> What to do
Copy the data below word for word, starting with the line that contains "Check that every instance of the pyramidal" and going on through the line that contains "column 400, row 455".
>>
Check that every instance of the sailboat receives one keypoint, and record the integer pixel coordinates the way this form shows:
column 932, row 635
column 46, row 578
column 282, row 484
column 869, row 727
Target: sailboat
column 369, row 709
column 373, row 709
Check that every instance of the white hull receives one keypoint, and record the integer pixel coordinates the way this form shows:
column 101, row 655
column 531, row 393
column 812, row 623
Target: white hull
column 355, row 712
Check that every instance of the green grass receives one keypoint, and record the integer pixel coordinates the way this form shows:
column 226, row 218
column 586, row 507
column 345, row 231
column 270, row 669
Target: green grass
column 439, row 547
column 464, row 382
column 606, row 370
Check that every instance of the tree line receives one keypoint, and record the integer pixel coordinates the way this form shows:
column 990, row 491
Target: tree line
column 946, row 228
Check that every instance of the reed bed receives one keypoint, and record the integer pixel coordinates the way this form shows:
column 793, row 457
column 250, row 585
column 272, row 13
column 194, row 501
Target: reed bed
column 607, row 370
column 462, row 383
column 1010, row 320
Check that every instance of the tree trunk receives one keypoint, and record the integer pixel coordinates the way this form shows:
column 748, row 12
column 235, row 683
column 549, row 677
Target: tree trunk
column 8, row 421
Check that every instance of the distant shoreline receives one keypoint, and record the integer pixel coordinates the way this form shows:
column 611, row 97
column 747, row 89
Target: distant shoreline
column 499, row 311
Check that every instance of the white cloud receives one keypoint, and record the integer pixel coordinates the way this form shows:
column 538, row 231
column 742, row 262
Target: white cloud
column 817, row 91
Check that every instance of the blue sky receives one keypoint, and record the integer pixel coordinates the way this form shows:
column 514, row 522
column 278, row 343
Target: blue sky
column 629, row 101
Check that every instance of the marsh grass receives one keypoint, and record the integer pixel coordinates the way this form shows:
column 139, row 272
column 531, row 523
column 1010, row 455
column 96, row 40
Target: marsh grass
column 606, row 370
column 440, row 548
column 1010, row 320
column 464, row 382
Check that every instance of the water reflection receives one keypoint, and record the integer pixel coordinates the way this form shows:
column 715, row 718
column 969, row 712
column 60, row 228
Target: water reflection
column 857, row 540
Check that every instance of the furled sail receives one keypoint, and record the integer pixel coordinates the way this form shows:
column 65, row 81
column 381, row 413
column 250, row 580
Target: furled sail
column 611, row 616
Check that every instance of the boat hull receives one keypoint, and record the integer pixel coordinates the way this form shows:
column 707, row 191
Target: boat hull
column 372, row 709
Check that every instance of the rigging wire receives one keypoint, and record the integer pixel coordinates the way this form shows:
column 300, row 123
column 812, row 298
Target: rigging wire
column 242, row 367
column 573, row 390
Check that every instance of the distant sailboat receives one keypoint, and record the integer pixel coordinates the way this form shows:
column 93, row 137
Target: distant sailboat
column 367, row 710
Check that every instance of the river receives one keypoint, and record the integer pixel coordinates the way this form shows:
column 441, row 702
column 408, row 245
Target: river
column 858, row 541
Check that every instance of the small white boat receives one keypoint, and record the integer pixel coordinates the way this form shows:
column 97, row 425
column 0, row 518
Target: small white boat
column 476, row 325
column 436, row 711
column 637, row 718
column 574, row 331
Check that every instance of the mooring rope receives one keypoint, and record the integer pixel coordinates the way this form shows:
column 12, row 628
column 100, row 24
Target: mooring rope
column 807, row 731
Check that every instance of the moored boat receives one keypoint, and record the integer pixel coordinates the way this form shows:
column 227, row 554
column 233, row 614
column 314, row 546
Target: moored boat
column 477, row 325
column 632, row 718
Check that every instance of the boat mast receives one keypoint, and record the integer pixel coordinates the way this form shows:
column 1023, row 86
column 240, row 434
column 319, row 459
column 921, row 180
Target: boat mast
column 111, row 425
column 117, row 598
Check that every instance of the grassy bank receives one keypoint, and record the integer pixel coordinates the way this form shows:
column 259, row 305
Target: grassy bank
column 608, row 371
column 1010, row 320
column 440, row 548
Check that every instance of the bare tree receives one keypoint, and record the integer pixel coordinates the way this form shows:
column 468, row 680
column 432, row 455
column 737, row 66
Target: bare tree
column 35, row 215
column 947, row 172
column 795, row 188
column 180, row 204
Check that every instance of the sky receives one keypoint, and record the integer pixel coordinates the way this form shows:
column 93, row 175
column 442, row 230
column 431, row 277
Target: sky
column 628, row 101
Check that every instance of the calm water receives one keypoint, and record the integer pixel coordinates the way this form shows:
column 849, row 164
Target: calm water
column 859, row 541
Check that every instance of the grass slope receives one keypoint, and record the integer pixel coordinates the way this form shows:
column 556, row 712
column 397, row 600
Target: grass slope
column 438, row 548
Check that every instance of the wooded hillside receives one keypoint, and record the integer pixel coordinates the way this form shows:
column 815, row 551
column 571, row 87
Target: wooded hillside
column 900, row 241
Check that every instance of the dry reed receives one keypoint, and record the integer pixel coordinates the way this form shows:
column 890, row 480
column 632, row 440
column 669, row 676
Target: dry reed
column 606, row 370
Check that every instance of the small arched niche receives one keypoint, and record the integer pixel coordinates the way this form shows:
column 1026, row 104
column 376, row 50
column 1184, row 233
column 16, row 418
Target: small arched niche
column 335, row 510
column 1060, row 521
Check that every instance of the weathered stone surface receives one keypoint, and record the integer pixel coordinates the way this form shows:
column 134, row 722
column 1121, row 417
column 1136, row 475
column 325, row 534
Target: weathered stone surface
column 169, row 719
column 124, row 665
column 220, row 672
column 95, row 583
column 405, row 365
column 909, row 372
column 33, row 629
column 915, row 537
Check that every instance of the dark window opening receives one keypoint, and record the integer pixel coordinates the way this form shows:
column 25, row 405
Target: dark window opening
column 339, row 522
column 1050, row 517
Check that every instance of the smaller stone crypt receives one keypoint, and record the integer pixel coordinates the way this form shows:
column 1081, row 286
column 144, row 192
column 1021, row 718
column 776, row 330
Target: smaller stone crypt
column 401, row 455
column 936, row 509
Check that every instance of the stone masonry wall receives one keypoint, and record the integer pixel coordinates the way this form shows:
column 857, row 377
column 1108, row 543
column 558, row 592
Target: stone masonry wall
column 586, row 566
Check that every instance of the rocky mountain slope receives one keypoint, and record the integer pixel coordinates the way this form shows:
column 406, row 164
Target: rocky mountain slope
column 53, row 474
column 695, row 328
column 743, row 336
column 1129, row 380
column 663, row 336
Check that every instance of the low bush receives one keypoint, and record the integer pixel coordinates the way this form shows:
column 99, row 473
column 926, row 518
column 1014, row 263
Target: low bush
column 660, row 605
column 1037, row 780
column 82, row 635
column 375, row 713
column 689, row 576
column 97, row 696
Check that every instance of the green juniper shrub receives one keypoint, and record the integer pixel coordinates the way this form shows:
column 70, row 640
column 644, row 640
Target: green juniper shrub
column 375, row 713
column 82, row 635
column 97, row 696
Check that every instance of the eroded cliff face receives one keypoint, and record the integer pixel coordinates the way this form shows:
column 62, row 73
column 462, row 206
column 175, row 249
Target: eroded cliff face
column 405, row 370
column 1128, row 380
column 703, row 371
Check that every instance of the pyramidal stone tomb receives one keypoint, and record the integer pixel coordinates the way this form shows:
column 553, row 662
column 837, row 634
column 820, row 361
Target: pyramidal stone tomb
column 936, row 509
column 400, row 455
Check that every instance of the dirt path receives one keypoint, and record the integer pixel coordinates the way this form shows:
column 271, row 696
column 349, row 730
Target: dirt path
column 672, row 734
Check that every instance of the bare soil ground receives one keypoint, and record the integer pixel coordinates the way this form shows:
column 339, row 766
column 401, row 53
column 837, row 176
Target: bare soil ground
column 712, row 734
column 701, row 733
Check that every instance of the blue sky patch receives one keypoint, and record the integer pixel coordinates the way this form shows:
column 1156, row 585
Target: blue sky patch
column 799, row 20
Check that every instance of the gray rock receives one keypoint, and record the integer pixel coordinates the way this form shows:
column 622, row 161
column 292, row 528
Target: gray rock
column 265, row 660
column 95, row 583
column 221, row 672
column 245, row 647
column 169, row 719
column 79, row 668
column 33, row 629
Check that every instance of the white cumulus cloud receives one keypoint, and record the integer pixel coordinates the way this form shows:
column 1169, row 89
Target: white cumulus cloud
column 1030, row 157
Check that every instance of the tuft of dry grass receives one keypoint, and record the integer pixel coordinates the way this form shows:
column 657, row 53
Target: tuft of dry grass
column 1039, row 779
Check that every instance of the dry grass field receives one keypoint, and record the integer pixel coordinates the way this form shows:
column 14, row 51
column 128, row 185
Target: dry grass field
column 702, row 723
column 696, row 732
<<
> Written answer
Check that every instance of the pyramidal stone tomb receives one keypoint, and record the integer pixel coordinates the way this form shows:
column 553, row 662
column 837, row 634
column 820, row 361
Target: pyramidal stone tomb
column 936, row 509
column 400, row 455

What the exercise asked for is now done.